◆ **MATERIAL TO PROCESS**:
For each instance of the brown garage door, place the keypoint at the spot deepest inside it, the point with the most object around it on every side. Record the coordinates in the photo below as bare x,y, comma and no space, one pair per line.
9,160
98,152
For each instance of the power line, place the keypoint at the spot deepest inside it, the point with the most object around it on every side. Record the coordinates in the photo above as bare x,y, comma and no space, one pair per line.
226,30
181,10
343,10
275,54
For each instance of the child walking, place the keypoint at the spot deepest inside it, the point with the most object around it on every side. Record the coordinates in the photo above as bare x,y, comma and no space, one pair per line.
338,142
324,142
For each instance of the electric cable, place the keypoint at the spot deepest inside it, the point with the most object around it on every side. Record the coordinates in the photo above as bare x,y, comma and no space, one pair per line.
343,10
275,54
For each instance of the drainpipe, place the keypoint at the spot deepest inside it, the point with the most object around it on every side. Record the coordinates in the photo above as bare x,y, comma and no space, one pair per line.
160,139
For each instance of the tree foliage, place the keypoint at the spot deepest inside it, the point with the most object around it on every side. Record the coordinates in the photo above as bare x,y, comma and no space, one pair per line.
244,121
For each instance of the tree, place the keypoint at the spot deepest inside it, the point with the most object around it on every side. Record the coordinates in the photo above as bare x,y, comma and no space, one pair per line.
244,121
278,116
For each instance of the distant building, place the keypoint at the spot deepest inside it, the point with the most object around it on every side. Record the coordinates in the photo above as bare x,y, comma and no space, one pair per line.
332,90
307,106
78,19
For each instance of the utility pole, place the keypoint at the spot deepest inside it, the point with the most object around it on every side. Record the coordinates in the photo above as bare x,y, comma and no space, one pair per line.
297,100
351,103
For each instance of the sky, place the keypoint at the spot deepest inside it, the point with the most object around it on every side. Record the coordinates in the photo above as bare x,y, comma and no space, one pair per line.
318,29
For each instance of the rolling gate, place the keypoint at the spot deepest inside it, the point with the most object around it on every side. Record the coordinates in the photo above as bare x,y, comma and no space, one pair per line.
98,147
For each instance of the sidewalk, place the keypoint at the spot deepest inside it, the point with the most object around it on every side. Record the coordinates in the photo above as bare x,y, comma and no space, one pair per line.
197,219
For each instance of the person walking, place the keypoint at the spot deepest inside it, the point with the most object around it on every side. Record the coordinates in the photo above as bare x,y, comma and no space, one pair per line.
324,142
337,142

◆ **PROBLEM DETAILS**:
All the records shown above need to be given again exactly.

◆ **RESULT BELOW**:
For each instance of the brown garage door, place the keypoint at the spot deepest inside it, the point with the most object around it on every side. Record the coordinates in the photo below as bare x,y, comma and no space, one pair per line.
9,160
98,152
For each instance of the power line, place the keypoint at the spot deepest inside it, the point with the most object around it on every side. Record the coordinates in the photo above as bare x,y, comma and no space, one pair per line.
226,30
181,10
343,10
275,54
For each instance of the child walking, place the keypoint at the spot deepest inside it, the point with the most object around it on every side. Record the coordinates in the photo above as bare x,y, comma and no space, one pair per line.
338,142
324,142
For each instance of the electric cable, place the keypoint at the spot deepest inside it, the point with the most object around it on every side. Record the coordinates in the photo above as bare x,y, comma and no space, one pair per line.
343,10
275,54
For each instance of the drainpipe, place the keypoint at the spot deepest inside it, the point with the most object around it on every side. Record the coordinates in the photo above as bare x,y, comma and no space, one pair per line.
160,139
For each instance of the tree foliage, place the keypoint at the spot deepest inside it, the point with the most object around it on every side. Record the coordinates in the photo above as bare x,y, comma and no space, one pair per line.
244,121
For each instance of the tree, place the keypoint at the spot deepest inside it, the point with the most object around it on every side. Record the coordinates in the photo above as bare x,y, comma and no space, one pair per line.
244,121
278,116
For each instance of the distant building, place the keypoint at the spot deepest inside it, the point with the most object around it on every side. Record the coordinates in the photo above as bare x,y, comma and no space, one pair per line.
332,90
307,106
78,19
For each instance of the utility pole, place the keypoint at the spot deepest inside it, the point with the most object around it on every side. Record the coordinates in the photo above as bare x,y, comma and no space, one pair per line.
297,100
351,103
For each instance of the sky, place the keypoint at the spot deepest inside it, the point with the most object around it on every side. Record the coordinates in the photo above as bare x,y, comma and no space, one pair per line.
318,29
For each instance of the rolling gate, place the keypoint at the spot deepest inside it, the point with the most object around it on every side. Record the coordinates in the photo above as bare x,y, comma and no space, one pair per line.
98,147
For each instance of the sidewalk, place the keypoint at the spot deepest inside it, the point with the most object around it on every side. Record the coordinates in the photo above as bare x,y, comma and no space, one pair per line.
197,219
For each instance of the person walking, place the keypoint at the spot deepest inside it, the point with the most object around it on every side. Record the coordinates in the photo above as bare x,y, comma and no space, one pair per line.
324,142
337,142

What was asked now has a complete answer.